## RECORDS PROVIDED
══════════════════════════════

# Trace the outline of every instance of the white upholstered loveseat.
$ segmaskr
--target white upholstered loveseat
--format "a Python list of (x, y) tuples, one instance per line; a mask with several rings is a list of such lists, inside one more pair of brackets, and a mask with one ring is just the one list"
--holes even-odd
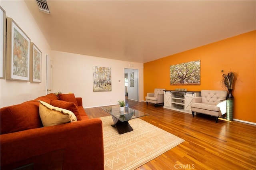
[(165, 89), (155, 89), (154, 93), (148, 93), (146, 97), (146, 101), (148, 105), (148, 103), (155, 104), (156, 107), (158, 104), (164, 103), (164, 93)]
[(226, 113), (227, 95), (225, 90), (201, 90), (200, 96), (194, 97), (190, 103), (193, 117), (195, 112), (209, 115), (218, 123), (219, 117)]

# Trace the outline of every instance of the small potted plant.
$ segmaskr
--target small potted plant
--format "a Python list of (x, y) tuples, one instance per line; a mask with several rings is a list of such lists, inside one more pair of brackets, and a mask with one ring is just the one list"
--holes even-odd
[(123, 100), (118, 101), (118, 103), (120, 106), (120, 111), (124, 111), (124, 105), (125, 105), (125, 103)]

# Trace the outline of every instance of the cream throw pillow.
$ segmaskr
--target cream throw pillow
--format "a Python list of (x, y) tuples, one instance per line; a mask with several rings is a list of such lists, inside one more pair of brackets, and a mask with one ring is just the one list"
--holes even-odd
[(44, 127), (76, 121), (76, 117), (72, 111), (38, 101), (39, 114)]

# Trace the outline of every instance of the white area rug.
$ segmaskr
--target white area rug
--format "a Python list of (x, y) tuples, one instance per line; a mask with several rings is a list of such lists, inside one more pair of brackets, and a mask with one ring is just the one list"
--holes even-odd
[(133, 170), (185, 141), (140, 119), (129, 121), (133, 131), (119, 134), (111, 116), (103, 124), (105, 170)]

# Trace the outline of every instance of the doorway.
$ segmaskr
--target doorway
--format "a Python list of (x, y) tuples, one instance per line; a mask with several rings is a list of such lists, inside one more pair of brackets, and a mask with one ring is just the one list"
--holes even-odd
[(137, 69), (124, 69), (125, 95), (127, 93), (126, 99), (139, 101), (138, 75), (138, 70)]

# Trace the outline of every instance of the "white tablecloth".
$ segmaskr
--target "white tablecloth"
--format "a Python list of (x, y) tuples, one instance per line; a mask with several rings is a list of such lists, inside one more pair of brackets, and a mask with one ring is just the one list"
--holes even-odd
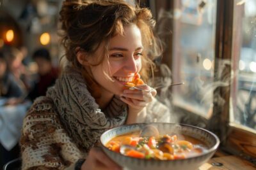
[(0, 143), (7, 150), (10, 150), (19, 142), (23, 118), (31, 103), (16, 106), (1, 105)]

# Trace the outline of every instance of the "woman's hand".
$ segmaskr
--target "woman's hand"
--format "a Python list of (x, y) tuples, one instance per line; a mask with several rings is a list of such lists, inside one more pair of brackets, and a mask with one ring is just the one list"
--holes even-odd
[(81, 170), (121, 170), (120, 167), (109, 158), (100, 147), (93, 147), (89, 152), (86, 160), (81, 167)]
[[(157, 92), (156, 89), (144, 84), (136, 87), (146, 90), (124, 90), (123, 95), (120, 99), (129, 106), (129, 114), (127, 124), (136, 123), (136, 118), (139, 115), (145, 115), (146, 113), (142, 113), (145, 111), (144, 108), (148, 103), (153, 100), (153, 97), (156, 96)], [(145, 115), (144, 115), (145, 116)], [(143, 118), (143, 116), (140, 116)]]

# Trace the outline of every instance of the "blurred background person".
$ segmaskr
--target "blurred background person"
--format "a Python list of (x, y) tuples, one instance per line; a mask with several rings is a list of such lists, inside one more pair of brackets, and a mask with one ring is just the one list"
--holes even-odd
[(24, 101), (26, 91), (11, 73), (8, 57), (0, 51), (0, 167), (20, 155), (20, 129), (31, 104)]
[(31, 87), (32, 81), (30, 73), (22, 63), (23, 53), (17, 48), (10, 46), (6, 47), (3, 51), (6, 55), (10, 73), (21, 89), (22, 98), (25, 99)]
[(29, 97), (34, 100), (37, 97), (45, 96), (47, 88), (53, 85), (59, 74), (59, 69), (52, 64), (49, 50), (44, 48), (37, 49), (32, 59), (38, 66), (38, 78)]
[(0, 97), (2, 99), (19, 98), (25, 94), (24, 87), (10, 71), (7, 56), (0, 52)]

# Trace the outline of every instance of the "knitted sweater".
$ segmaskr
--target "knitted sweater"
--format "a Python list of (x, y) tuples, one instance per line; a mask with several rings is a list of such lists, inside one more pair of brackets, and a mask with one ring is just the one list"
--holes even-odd
[[(113, 97), (101, 111), (82, 76), (67, 70), (47, 96), (35, 100), (24, 120), (22, 169), (74, 169), (76, 161), (86, 159), (102, 132), (125, 124), (126, 104)], [(147, 111), (145, 122), (170, 121), (169, 110), (156, 99), (148, 104)]]

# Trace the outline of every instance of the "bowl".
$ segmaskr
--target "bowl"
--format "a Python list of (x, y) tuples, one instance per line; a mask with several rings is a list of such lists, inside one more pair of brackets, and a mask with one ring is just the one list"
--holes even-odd
[[(199, 155), (184, 159), (161, 160), (130, 157), (115, 152), (105, 146), (106, 144), (116, 136), (141, 131), (146, 125), (152, 125), (157, 128), (160, 134), (177, 133), (195, 138), (205, 144), (208, 149)], [(216, 151), (219, 138), (210, 131), (185, 124), (172, 123), (140, 123), (125, 125), (109, 129), (100, 136), (101, 146), (104, 152), (124, 170), (198, 170)]]

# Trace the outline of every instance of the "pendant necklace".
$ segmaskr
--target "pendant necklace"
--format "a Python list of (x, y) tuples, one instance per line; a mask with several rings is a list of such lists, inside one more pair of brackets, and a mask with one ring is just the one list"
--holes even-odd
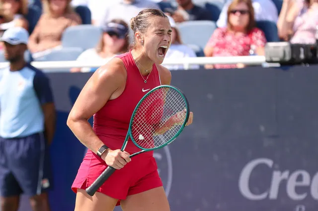
[[(133, 54), (132, 53), (132, 56), (133, 55)], [(146, 78), (146, 79), (145, 79), (145, 78), (144, 78), (144, 76), (143, 76), (143, 74), (141, 74), (141, 71), (140, 71), (140, 70), (139, 69), (139, 68), (138, 67), (138, 66), (137, 65), (137, 64), (136, 64), (136, 61), (139, 64), (139, 65), (140, 66), (142, 66), (142, 68), (143, 68), (144, 69), (145, 69), (145, 68), (144, 67), (143, 67), (143, 65), (142, 65), (140, 63), (139, 63), (138, 62), (138, 61), (135, 60), (135, 59), (134, 58), (134, 57), (133, 56), (133, 59), (134, 59), (134, 61), (135, 61), (135, 64), (136, 64), (136, 66), (137, 66), (137, 68), (138, 68), (138, 70), (139, 71), (139, 73), (140, 73), (140, 75), (141, 76), (142, 78), (143, 78), (143, 80), (144, 80), (144, 82), (145, 82), (145, 83), (146, 83), (147, 82), (147, 80), (148, 80), (148, 78), (149, 77), (149, 76), (150, 75), (150, 73), (151, 73), (152, 71), (153, 70), (153, 67), (151, 67), (151, 68), (150, 68), (149, 69), (146, 69), (145, 70), (146, 72), (148, 72), (148, 71), (149, 70), (150, 70), (151, 69), (151, 70), (150, 70), (150, 72), (149, 73), (149, 74), (148, 74), (148, 75), (147, 76), (147, 77)]]

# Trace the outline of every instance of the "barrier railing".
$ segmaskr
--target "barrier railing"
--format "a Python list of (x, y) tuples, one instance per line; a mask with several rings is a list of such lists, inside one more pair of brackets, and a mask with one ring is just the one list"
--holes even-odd
[[(197, 57), (175, 58), (167, 58), (162, 64), (183, 64), (185, 69), (189, 69), (191, 64), (237, 64), (261, 65), (266, 62), (264, 56), (215, 56)], [(33, 61), (31, 64), (39, 69), (46, 70), (65, 70), (72, 67), (99, 67), (105, 64), (105, 62), (96, 62), (90, 61)], [(7, 66), (8, 62), (0, 62), (0, 68)]]

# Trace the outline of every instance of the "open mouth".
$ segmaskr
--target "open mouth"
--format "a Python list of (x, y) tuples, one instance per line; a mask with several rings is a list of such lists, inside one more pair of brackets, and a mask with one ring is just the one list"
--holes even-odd
[(163, 57), (168, 49), (167, 46), (161, 46), (158, 49), (158, 54), (159, 56)]

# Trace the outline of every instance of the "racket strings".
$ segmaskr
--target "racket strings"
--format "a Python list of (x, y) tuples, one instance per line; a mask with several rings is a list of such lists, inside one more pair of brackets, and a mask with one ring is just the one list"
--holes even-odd
[[(142, 148), (152, 149), (171, 140), (185, 121), (186, 107), (184, 98), (174, 89), (162, 88), (149, 94), (134, 117), (132, 134), (136, 143)], [(164, 132), (157, 134), (159, 128)]]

══════════════════════════════

## TASK TO CARRY OUT
Gather every line of the records above that contains the string "woman", treating uppercase and lowercase letters as different. Copy each matching line in full.

## EXERCISE ANSWER
# Trace the outline of every instance of the "woman's hand".
--target "woman's hand"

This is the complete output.